Fragmento del texto:
>>>
La primera vez que Michel viajó fuera de Cuba fue a Venecia. Allí aguantó cuatro años, digo “aguantó”, porque cada tres meses se desesperaba y sacaba pasaje para venir. Tuvo que abandonar los canales de Venecia porque estaba gastando mucho dinero en pasaje. No aguantaba más.
El mayor tiempo que ha pasado lejos de su tierra fueron ocho meses en Estados Unidos, entre Miami y Nueva York. Michel estaba, artísticamente, en un boom, exponía en las mejores galerías del mundo y grandes clientes compraban sus obras. Pero la pasó “muy muy, pero muy mal”.
Dice Michel que tiene que revisarse eso. “Quizás sea una enfermedad”.
―Tus obras están expuestas en cientos de lugares en el mundo. ¿Qué le dirías al niño de Cayo Hueso?
<<<
[Entradas de datos recopiladas]
>>>
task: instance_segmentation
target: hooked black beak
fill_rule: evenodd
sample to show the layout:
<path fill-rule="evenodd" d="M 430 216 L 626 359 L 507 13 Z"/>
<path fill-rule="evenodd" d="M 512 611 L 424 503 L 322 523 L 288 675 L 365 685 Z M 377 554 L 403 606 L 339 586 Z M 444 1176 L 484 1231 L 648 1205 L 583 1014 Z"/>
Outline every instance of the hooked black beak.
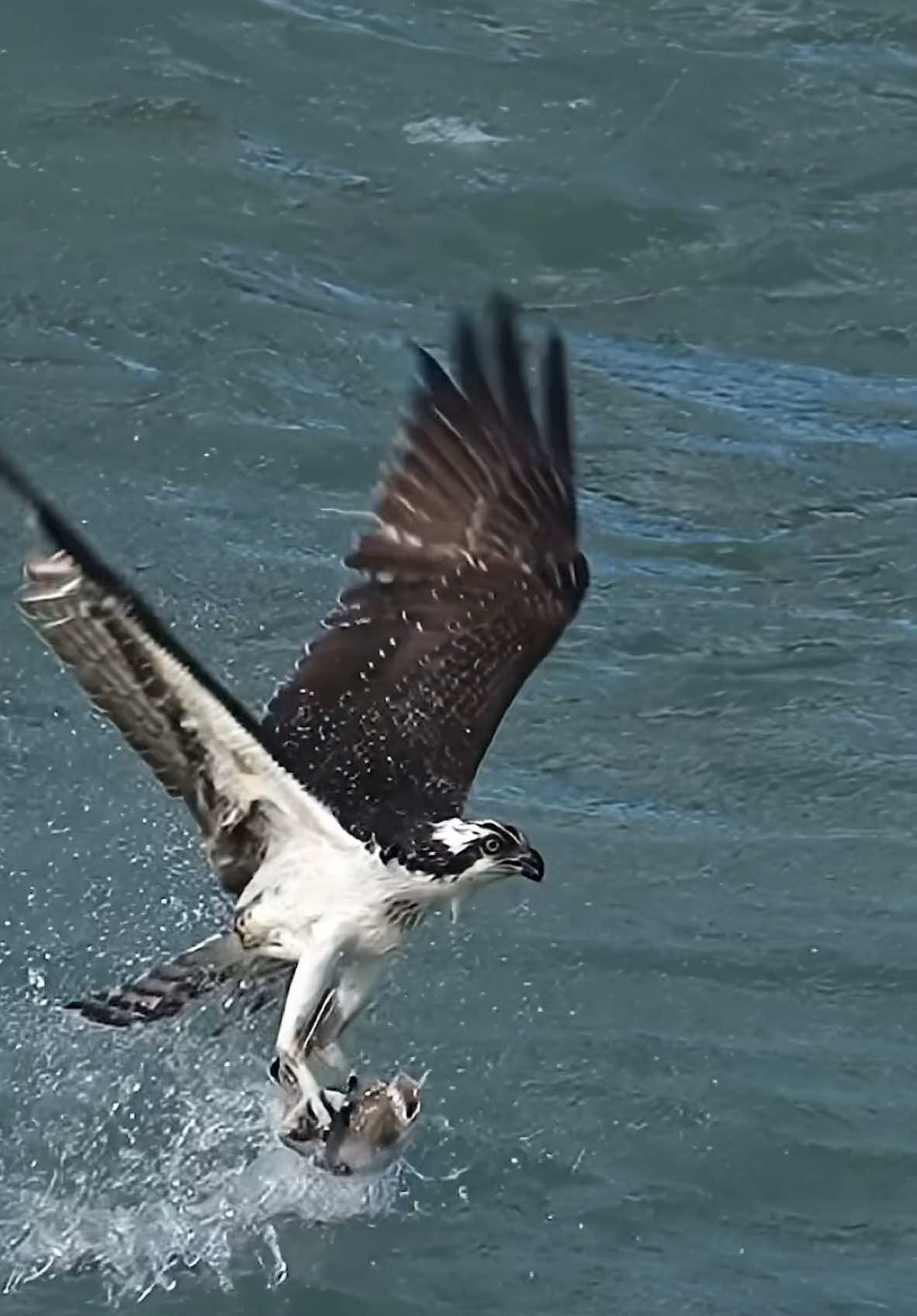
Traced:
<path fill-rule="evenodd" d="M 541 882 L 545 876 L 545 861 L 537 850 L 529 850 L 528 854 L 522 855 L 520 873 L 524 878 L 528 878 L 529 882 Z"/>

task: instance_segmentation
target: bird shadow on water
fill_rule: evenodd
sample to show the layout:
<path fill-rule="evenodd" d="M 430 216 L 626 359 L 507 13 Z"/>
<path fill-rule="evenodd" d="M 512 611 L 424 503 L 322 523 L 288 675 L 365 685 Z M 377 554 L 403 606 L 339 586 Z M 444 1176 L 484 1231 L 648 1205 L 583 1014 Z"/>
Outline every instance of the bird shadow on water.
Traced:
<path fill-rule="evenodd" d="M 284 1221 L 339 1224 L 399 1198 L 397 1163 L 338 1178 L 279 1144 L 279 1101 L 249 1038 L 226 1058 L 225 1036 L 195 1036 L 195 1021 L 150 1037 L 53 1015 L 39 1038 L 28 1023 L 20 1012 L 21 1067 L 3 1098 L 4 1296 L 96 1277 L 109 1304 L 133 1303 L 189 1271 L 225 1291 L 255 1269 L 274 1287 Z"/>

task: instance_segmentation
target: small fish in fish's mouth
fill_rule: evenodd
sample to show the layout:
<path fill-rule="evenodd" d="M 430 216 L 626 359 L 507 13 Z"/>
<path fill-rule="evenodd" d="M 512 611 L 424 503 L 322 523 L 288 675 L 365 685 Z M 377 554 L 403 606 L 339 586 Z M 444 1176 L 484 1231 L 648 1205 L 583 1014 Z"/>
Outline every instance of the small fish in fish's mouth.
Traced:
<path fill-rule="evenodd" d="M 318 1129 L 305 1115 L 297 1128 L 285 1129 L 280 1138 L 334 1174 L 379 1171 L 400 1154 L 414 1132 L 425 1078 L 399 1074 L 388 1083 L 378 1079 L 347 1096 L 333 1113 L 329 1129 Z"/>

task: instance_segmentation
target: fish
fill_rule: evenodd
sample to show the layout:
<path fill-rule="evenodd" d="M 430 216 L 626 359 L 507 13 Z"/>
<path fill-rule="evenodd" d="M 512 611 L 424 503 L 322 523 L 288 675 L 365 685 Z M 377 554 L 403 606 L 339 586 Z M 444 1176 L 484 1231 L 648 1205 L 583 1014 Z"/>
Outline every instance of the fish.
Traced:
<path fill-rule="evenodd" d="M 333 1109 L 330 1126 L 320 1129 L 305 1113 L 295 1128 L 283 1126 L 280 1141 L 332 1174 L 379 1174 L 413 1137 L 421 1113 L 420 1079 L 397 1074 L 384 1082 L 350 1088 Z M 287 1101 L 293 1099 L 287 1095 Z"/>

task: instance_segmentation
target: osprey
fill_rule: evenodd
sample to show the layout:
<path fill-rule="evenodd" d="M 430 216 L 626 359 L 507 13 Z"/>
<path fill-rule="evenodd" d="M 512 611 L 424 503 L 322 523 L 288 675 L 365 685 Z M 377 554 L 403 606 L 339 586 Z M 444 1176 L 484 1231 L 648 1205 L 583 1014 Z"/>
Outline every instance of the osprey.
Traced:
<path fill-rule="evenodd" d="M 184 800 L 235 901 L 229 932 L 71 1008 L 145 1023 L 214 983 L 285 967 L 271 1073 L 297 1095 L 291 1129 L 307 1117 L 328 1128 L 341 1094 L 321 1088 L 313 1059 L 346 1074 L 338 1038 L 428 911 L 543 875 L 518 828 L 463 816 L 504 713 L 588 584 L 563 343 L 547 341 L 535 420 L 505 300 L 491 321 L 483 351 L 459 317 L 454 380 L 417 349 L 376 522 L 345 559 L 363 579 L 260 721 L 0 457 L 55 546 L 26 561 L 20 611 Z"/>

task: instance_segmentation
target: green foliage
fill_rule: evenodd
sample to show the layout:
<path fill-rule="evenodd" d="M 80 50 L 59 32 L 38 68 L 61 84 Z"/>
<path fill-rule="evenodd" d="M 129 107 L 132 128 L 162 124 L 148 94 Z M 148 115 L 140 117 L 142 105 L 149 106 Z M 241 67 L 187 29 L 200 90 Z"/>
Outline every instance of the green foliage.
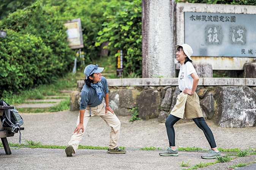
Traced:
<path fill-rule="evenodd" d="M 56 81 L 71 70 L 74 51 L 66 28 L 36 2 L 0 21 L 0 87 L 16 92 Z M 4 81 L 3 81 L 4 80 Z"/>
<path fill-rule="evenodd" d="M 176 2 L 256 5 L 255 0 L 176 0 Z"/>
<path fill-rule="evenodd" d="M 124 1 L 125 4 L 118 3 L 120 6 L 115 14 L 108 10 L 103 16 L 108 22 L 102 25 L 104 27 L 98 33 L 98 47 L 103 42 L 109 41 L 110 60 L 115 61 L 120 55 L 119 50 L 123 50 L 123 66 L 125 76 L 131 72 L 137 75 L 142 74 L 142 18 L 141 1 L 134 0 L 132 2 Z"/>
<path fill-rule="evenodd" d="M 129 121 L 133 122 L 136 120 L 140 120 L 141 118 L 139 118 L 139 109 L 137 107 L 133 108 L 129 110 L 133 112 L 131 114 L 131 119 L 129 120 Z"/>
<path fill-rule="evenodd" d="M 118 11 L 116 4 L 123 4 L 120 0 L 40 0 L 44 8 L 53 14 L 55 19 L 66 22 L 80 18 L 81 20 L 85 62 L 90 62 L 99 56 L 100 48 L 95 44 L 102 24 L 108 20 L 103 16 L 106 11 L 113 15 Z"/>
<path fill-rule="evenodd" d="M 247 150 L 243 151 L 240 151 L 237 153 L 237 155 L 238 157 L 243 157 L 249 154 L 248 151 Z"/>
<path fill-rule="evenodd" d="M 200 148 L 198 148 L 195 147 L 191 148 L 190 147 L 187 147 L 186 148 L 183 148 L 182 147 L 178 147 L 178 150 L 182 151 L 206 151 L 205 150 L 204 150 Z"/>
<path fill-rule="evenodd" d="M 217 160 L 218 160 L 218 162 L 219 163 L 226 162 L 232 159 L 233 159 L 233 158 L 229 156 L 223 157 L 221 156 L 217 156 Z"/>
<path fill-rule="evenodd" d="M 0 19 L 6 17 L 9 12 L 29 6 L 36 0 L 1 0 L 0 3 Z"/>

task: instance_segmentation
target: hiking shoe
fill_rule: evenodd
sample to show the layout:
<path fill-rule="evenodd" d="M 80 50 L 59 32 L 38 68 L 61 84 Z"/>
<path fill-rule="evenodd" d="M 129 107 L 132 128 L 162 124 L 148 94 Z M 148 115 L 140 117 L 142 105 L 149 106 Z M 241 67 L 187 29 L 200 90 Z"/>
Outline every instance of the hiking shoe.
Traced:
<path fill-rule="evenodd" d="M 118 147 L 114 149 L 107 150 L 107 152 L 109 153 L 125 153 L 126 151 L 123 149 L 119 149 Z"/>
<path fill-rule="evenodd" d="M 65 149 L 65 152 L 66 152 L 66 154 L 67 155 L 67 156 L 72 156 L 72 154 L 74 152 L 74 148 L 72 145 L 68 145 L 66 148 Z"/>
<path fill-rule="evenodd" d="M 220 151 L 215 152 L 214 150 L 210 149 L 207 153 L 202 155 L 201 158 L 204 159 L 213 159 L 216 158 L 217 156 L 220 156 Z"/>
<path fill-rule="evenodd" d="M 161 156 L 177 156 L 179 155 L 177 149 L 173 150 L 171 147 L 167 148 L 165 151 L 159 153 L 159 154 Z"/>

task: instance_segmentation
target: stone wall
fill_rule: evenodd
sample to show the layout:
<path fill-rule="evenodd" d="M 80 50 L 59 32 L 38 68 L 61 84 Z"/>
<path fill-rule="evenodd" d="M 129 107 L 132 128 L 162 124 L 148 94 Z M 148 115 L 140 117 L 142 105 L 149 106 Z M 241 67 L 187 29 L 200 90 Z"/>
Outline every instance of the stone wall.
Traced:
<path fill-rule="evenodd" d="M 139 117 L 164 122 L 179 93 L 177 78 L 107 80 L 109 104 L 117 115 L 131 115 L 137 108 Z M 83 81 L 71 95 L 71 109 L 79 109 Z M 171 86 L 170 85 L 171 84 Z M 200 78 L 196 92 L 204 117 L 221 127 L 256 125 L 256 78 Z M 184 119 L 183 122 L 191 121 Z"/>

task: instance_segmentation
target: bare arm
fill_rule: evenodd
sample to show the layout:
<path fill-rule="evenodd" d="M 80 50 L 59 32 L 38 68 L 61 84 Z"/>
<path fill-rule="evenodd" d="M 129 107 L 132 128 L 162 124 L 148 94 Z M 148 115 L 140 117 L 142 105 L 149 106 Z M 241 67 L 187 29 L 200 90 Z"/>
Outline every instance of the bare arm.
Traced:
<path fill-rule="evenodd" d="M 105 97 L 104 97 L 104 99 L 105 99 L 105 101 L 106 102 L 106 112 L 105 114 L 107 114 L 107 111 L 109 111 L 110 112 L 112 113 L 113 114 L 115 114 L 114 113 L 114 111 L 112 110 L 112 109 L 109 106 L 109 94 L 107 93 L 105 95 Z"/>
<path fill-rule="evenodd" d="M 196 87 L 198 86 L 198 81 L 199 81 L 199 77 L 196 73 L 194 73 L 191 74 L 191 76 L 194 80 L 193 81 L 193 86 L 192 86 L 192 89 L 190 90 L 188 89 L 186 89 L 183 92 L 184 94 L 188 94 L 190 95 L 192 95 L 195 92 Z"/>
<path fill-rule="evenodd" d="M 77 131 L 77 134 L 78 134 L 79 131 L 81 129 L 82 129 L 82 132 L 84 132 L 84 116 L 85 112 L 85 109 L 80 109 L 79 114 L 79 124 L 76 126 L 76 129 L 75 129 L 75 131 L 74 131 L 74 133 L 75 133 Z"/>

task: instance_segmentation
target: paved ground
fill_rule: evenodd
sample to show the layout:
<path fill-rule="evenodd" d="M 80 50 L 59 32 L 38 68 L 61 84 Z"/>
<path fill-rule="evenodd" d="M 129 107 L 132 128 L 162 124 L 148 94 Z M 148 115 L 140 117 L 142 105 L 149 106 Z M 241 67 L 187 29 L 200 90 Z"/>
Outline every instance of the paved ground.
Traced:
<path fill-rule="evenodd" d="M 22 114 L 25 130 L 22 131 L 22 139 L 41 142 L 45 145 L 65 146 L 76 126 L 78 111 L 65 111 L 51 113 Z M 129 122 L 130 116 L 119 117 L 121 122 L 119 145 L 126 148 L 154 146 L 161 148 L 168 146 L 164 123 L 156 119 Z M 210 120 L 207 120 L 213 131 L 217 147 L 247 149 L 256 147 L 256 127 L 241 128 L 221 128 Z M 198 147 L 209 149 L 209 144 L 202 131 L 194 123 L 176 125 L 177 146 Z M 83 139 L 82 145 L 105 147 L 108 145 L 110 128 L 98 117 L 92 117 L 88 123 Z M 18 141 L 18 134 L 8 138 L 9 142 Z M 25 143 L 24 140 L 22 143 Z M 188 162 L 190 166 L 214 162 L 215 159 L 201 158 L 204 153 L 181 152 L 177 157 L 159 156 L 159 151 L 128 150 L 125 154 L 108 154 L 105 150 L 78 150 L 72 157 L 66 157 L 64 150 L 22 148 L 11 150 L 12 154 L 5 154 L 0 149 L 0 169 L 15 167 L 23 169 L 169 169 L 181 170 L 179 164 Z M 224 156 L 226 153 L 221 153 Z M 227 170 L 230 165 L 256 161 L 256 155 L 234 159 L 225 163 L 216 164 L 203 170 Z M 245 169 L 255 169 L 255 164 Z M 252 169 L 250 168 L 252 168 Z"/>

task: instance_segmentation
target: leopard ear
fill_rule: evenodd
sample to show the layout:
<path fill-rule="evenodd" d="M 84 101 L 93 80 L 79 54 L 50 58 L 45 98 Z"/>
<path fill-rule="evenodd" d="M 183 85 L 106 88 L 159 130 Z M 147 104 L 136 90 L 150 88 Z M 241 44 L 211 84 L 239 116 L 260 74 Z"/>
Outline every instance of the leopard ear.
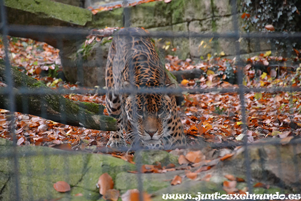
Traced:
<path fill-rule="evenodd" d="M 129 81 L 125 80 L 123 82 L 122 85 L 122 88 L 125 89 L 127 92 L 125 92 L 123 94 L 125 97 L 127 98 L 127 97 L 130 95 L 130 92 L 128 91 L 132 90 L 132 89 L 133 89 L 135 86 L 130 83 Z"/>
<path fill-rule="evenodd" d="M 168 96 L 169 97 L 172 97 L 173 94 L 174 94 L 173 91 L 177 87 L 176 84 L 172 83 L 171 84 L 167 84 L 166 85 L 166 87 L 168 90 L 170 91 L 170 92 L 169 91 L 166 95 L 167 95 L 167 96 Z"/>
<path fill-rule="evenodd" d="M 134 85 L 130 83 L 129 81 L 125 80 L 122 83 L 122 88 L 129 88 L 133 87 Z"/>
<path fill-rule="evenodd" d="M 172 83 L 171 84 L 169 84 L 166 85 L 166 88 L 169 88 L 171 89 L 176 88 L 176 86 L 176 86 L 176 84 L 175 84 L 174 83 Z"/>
<<<
Consigna A: Según el fragmento, ¿cuánto tiempo estuvo Michel en Venecia?
Consigna B: Enumera todos los nombres de lugares geográficos que aparecen en el fragmento.
Las líneas no tienen relación con el fragmento.

Casilla de respuesta A: Cuatro años.

Casilla de respuesta B: Cuba, Venecia, Estados Unidos, Miami, Nueva York, Cayo Hueso